-- ITEMS start --

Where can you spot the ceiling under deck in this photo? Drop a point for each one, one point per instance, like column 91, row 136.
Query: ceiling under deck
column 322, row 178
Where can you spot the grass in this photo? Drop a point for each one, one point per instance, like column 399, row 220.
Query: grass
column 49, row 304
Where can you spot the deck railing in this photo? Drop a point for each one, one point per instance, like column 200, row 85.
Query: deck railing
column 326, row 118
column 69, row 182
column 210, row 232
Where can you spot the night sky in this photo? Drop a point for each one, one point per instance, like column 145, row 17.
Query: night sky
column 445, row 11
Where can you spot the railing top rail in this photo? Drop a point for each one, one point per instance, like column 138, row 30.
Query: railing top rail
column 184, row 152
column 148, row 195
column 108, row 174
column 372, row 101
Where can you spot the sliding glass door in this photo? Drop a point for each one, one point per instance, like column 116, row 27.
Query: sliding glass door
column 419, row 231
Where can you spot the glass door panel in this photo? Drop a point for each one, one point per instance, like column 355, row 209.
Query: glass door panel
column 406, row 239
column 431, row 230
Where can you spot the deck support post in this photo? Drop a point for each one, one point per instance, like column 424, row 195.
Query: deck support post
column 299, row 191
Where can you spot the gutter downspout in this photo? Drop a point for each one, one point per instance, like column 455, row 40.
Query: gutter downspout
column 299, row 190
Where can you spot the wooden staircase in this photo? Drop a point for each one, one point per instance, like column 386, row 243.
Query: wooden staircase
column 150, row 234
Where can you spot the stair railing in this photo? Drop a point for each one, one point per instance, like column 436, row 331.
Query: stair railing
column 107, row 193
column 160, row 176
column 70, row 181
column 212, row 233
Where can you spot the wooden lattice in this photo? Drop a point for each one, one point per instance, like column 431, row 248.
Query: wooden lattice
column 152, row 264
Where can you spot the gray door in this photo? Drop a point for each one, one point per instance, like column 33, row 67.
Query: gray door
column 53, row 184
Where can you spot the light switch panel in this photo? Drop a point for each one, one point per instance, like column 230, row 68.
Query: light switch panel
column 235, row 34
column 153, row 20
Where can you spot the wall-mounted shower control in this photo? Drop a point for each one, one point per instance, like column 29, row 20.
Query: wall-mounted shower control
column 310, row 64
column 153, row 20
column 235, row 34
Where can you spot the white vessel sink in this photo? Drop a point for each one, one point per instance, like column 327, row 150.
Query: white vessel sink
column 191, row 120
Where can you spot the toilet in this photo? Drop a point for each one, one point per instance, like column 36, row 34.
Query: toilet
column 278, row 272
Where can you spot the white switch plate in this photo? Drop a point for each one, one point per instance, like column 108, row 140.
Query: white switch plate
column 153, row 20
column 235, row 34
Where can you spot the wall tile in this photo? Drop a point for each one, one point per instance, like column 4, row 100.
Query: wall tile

-- ITEMS end --

▸ EXERCISE BRIEF
Please copy the records above word for word, from the line that contains "Where can you spot the wall tile" through the end of the records.

▸ SOLUTION TO THE EXERCISE
Where can you spot the wall tile in this photo? Drop a point for each one, one point per instance, like column 4, row 100.
Query: wall tile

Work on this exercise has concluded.